┌──

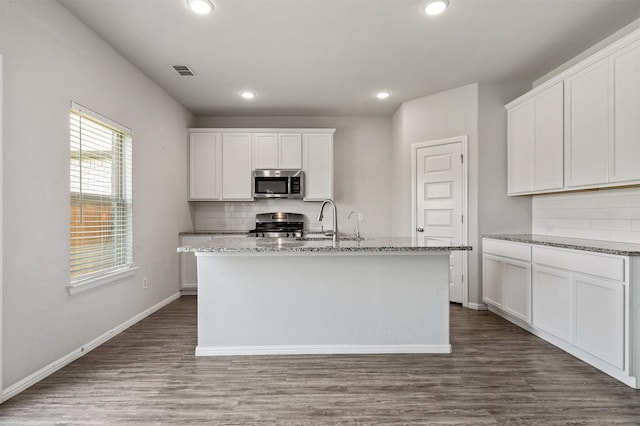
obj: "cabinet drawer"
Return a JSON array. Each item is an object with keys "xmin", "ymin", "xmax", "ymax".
[
  {"xmin": 532, "ymin": 246, "xmax": 624, "ymax": 282},
  {"xmin": 483, "ymin": 239, "xmax": 531, "ymax": 262}
]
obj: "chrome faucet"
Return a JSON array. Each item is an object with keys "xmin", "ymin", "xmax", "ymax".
[
  {"xmin": 348, "ymin": 211, "xmax": 361, "ymax": 240},
  {"xmin": 317, "ymin": 199, "xmax": 338, "ymax": 244}
]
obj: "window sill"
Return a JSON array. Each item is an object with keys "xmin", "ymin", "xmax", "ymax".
[{"xmin": 67, "ymin": 266, "xmax": 139, "ymax": 296}]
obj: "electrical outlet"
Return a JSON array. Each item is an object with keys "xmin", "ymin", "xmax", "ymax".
[
  {"xmin": 142, "ymin": 277, "xmax": 148, "ymax": 289},
  {"xmin": 357, "ymin": 212, "xmax": 364, "ymax": 222}
]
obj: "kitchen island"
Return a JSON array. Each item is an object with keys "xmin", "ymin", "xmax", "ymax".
[{"xmin": 178, "ymin": 236, "xmax": 471, "ymax": 356}]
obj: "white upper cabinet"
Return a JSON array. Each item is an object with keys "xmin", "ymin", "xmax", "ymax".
[
  {"xmin": 253, "ymin": 132, "xmax": 302, "ymax": 170},
  {"xmin": 189, "ymin": 128, "xmax": 333, "ymax": 202},
  {"xmin": 507, "ymin": 82, "xmax": 563, "ymax": 195},
  {"xmin": 189, "ymin": 132, "xmax": 221, "ymax": 200},
  {"xmin": 506, "ymin": 28, "xmax": 640, "ymax": 195},
  {"xmin": 253, "ymin": 133, "xmax": 278, "ymax": 169},
  {"xmin": 507, "ymin": 101, "xmax": 534, "ymax": 194},
  {"xmin": 221, "ymin": 133, "xmax": 253, "ymax": 200},
  {"xmin": 303, "ymin": 132, "xmax": 334, "ymax": 201},
  {"xmin": 564, "ymin": 58, "xmax": 610, "ymax": 188},
  {"xmin": 278, "ymin": 133, "xmax": 303, "ymax": 169},
  {"xmin": 610, "ymin": 38, "xmax": 640, "ymax": 184},
  {"xmin": 533, "ymin": 84, "xmax": 564, "ymax": 192}
]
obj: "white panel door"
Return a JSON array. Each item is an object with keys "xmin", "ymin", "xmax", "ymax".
[
  {"xmin": 253, "ymin": 133, "xmax": 278, "ymax": 169},
  {"xmin": 222, "ymin": 133, "xmax": 253, "ymax": 200},
  {"xmin": 279, "ymin": 133, "xmax": 302, "ymax": 169},
  {"xmin": 189, "ymin": 132, "xmax": 221, "ymax": 200},
  {"xmin": 532, "ymin": 266, "xmax": 572, "ymax": 343},
  {"xmin": 416, "ymin": 142, "xmax": 464, "ymax": 303},
  {"xmin": 610, "ymin": 39, "xmax": 640, "ymax": 183},
  {"xmin": 565, "ymin": 58, "xmax": 610, "ymax": 187},
  {"xmin": 573, "ymin": 275, "xmax": 625, "ymax": 369}
]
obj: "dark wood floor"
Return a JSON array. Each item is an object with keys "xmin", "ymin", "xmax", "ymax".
[{"xmin": 1, "ymin": 296, "xmax": 639, "ymax": 425}]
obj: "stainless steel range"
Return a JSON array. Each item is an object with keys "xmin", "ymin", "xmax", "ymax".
[{"xmin": 247, "ymin": 212, "xmax": 304, "ymax": 238}]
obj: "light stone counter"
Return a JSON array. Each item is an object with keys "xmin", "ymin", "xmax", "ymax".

└──

■ **What is being asked**
Please write out all of the data verbatim, with no pictures in the copy.

■ **Task solution**
obj: "cabinet drawer"
Return a JSON array. Each item is an object with keys "xmin", "ymin", "xmax", "ymax".
[
  {"xmin": 532, "ymin": 246, "xmax": 624, "ymax": 282},
  {"xmin": 483, "ymin": 239, "xmax": 531, "ymax": 262}
]
obj: "chrome faucet"
Return a JSON array. Each item is an object with keys "xmin", "ymin", "xmax", "ymax".
[
  {"xmin": 348, "ymin": 211, "xmax": 361, "ymax": 240},
  {"xmin": 317, "ymin": 199, "xmax": 338, "ymax": 244}
]
obj: "window sill"
Return a JSON array. Each item is an object with keys "xmin", "ymin", "xmax", "ymax".
[{"xmin": 67, "ymin": 266, "xmax": 139, "ymax": 296}]
obj: "electrical outlet"
Return a JSON array. Each item is an object with keys "xmin", "ymin", "xmax", "ymax".
[
  {"xmin": 142, "ymin": 277, "xmax": 148, "ymax": 289},
  {"xmin": 357, "ymin": 212, "xmax": 364, "ymax": 222}
]
obj: "kitchen island"
Return a JSON array. Each item is an object with keys "xmin", "ymin", "xmax", "ymax".
[{"xmin": 178, "ymin": 236, "xmax": 471, "ymax": 356}]
obj: "white upper cabinet"
Return a JSON array. Each item is an object with keys "xmin", "ymin", "xmax", "ymax".
[
  {"xmin": 253, "ymin": 132, "xmax": 302, "ymax": 170},
  {"xmin": 189, "ymin": 128, "xmax": 333, "ymax": 202},
  {"xmin": 507, "ymin": 82, "xmax": 563, "ymax": 195},
  {"xmin": 189, "ymin": 132, "xmax": 221, "ymax": 200},
  {"xmin": 506, "ymin": 28, "xmax": 640, "ymax": 195},
  {"xmin": 253, "ymin": 133, "xmax": 278, "ymax": 169},
  {"xmin": 507, "ymin": 101, "xmax": 534, "ymax": 194},
  {"xmin": 221, "ymin": 133, "xmax": 253, "ymax": 200},
  {"xmin": 303, "ymin": 132, "xmax": 334, "ymax": 201},
  {"xmin": 564, "ymin": 58, "xmax": 610, "ymax": 188},
  {"xmin": 278, "ymin": 133, "xmax": 303, "ymax": 169},
  {"xmin": 610, "ymin": 38, "xmax": 640, "ymax": 184},
  {"xmin": 533, "ymin": 84, "xmax": 564, "ymax": 192}
]
obj: "white panel door"
Return a JSON array. Each item is an object with keys "xmin", "ymin", "xmax", "ymax".
[
  {"xmin": 253, "ymin": 133, "xmax": 278, "ymax": 169},
  {"xmin": 222, "ymin": 133, "xmax": 253, "ymax": 200},
  {"xmin": 279, "ymin": 133, "xmax": 302, "ymax": 169},
  {"xmin": 189, "ymin": 132, "xmax": 221, "ymax": 200},
  {"xmin": 532, "ymin": 266, "xmax": 572, "ymax": 343},
  {"xmin": 416, "ymin": 142, "xmax": 464, "ymax": 303},
  {"xmin": 610, "ymin": 39, "xmax": 640, "ymax": 183},
  {"xmin": 565, "ymin": 58, "xmax": 610, "ymax": 187},
  {"xmin": 573, "ymin": 275, "xmax": 625, "ymax": 369}
]
obj: "dark wood floor"
Return a JSON array. Each item is an object with keys "xmin", "ymin", "xmax", "ymax".
[{"xmin": 1, "ymin": 296, "xmax": 639, "ymax": 425}]
obj: "stainless steel range"
Return a JSON array. Each item is an object with keys "xmin", "ymin", "xmax", "ymax".
[{"xmin": 247, "ymin": 212, "xmax": 304, "ymax": 238}]
obj: "light stone counter"
Return a JSON array. Each item is an object with keys "xmin", "ymin", "xmax", "ymax".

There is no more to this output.